*WHAT TO DO*
Leaving out the pictures, please retype each record exactly.

==============================

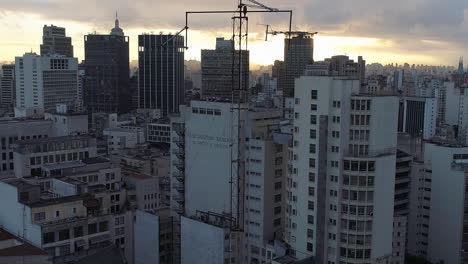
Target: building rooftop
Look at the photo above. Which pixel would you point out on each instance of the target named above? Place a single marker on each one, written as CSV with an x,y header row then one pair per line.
x,y
50,139
60,200
17,247
139,176
95,160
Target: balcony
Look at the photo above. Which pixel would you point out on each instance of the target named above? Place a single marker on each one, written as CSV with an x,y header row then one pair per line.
x,y
179,165
179,153
179,129
179,177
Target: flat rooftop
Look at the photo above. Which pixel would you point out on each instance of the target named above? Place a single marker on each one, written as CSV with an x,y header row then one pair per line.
x,y
16,246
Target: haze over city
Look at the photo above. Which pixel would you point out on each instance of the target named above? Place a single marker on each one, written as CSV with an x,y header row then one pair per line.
x,y
233,132
418,32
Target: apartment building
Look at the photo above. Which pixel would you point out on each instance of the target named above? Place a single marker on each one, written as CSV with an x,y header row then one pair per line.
x,y
340,200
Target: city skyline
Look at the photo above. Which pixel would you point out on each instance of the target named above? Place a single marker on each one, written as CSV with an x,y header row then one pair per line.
x,y
421,33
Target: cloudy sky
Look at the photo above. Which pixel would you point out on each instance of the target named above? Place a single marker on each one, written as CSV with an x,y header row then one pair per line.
x,y
414,31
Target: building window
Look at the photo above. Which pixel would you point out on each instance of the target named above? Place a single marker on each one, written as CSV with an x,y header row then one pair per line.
x,y
78,231
313,134
64,234
311,148
310,219
311,177
103,226
48,237
313,119
313,94
39,216
92,229
312,163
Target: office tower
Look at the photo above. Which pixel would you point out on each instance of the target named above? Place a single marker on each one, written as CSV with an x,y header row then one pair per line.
x,y
298,52
200,154
44,81
278,71
13,130
341,185
438,217
54,41
418,116
220,71
107,72
161,72
342,66
7,86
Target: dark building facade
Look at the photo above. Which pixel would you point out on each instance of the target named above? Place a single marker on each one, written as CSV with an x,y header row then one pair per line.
x,y
161,72
7,86
220,72
107,72
298,53
55,41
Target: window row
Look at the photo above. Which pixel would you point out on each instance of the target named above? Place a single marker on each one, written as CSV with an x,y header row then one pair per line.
x,y
361,196
206,111
359,165
360,120
360,105
362,181
356,225
357,210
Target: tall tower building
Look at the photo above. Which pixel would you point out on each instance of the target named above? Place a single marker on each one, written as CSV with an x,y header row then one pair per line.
x,y
161,72
7,86
340,203
298,52
45,81
106,85
220,71
54,41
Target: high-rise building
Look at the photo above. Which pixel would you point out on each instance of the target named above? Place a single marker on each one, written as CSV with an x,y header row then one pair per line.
x,y
107,72
45,81
220,72
341,183
418,116
55,41
7,86
161,72
438,217
298,52
201,154
342,66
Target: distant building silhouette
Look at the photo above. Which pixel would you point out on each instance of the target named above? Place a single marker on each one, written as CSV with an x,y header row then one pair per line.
x,y
298,53
7,86
54,41
161,72
220,72
107,72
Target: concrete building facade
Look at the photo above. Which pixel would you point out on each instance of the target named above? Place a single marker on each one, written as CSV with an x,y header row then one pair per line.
x,y
341,198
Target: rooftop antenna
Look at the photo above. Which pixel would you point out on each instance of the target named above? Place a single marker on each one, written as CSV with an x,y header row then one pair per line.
x,y
240,33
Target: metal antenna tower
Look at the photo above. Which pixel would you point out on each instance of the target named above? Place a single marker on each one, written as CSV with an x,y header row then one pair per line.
x,y
240,32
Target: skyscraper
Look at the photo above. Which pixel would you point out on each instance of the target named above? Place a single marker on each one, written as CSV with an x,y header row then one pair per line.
x,y
107,71
54,41
340,201
7,86
298,52
45,81
220,71
161,72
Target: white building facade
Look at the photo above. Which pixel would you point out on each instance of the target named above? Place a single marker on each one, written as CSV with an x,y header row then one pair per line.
x,y
44,81
340,192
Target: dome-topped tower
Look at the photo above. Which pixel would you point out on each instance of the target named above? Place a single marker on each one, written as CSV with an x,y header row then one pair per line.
x,y
117,30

==============================

*YOUR SOLUTION*
Target: building rooftop
Look at the photo above. Which pixel would you point out on each instance of the target named above? Place a single marker on each one, written as CSV with an x,y header row then one pair per line.
x,y
50,139
60,200
17,247
139,176
95,160
Target: balcony
Look at the photo above. Which pixel would you point out on each instance of the target named above? Place a single marker on each one, written as CSV with an x,y header row then one pair per line.
x,y
179,165
179,153
179,129
179,177
Target: flat rooftop
Look at the photo above. Which pixel would you point out on each instance of the target named above? Place a single marker on each one, written as CSV with an x,y header row then one pair per line.
x,y
16,246
Target: haze over city
Look at the photo above. Which pixel would you point out on each instance of the target named above? Place a single marker on each one, written as CSV with an x,y header row then one pair per line.
x,y
233,132
418,32
Target: apartment building
Look at the photo above. Which pixel would you point out on each instance of the target named above? Place a single marker on each one, written as CSV with an x,y header row then one pair per line.
x,y
340,200
Target: city skyline
Look at the photo above. Which pixel would you point out on each instance of the target named above? Place a single marker on each one, written as CSV with an x,y header row then one pair per line.
x,y
421,33
Target: cloudy sky
Look at the photo above. Which pixel would you point out on each instance of the target named above? Place a single marker on each one, written as CSV with an x,y header row then one pair per line.
x,y
414,31
Target: building window
Look at the photo above. Which pixel would you point out on each instance of the target named above? Place a single marker on each one, written as CSV with an x,y header row then one pair per line.
x,y
78,231
313,134
64,234
311,148
310,219
311,177
103,226
48,237
313,119
313,94
39,216
92,229
312,163
Target: office tower
Look at the photo above. Which pixel would you point out on each instance of the target named above? Place a single marker on each one, written as CSV with an x,y header row then one pair per line.
x,y
298,52
200,154
44,81
278,71
13,130
341,185
438,217
54,41
418,116
220,71
107,72
161,72
342,66
7,86
Target: dark building facade
Look at the photo above. Which pixel would you point out on each instance of the target named above? Place a single marker on each one, written as CSV with an x,y header row then one pair per line.
x,y
161,72
7,86
220,72
107,72
298,53
55,41
Target: window row
Look at the photo above. Which pixel would you point out on each instance of the target named above? Place a single marker on each one, written as CSV with an x,y header row then one pair per line.
x,y
361,196
206,111
359,165
360,120
360,105
362,181
356,225
357,210
Target: tall tower building
Look at the photo above. Which pixel would you point out on each instance of the target named above? Place a single marker on each one, written as CSV with an x,y header row then one pair per line.
x,y
161,72
7,86
340,203
298,52
45,81
106,85
220,71
54,41
Target: high-rise building
Look at the photo above. Which pixel would you point out on each instance of the target named above? Place a single marker on each one, written as CSV with an x,y header row then one pair per line.
x,y
107,72
45,81
220,72
341,183
418,116
55,41
7,86
161,72
438,217
298,52
201,154
342,66
Target: distant building silhouette
Look at the photo above. Which pixel would you point out on each instance of the target named above? Place a single marker on each one, written as CSV with an x,y header row then one pair per line.
x,y
298,53
7,86
54,41
161,72
220,72
107,72
Target: concrete building facade
Look at the photo above. Which pixel would you point out on each instance of the target named above? Place a single marker on each one, written as CSV with an x,y header row then one pair per line.
x,y
341,198
Target: rooftop antenna
Look at the photo above. Which pixel would you point out on each instance of the target named above? Place a single marker on each one, written as CSV with an x,y header row then one pair per line.
x,y
240,33
Target: metal antenna tower
Look at the photo above. Which pixel would you point out on each instance of the target named above? Place a single marker on each one, written as CSV with an x,y header row then one pair per line.
x,y
240,32
Target: skyscraper
Look at the photo above. Which pixel would you point out on each instance of the target named above? Place a single marker on each one, written as CSV with an x,y header row then one pair per line.
x,y
107,71
54,41
340,201
7,86
298,52
45,81
220,71
161,72
Target: white building facade
Look at the photo above. Which pixel would you point out on each instance of the target named above? Place a single marker on each one, written as CSV with an x,y header row then one pair per line.
x,y
44,81
340,192
Target: dome-topped tower
Look at the photo above. Which pixel would you point out on each instance of the target named above? Place a single marker on each one, written as CSV with an x,y header row then one pair per line.
x,y
117,30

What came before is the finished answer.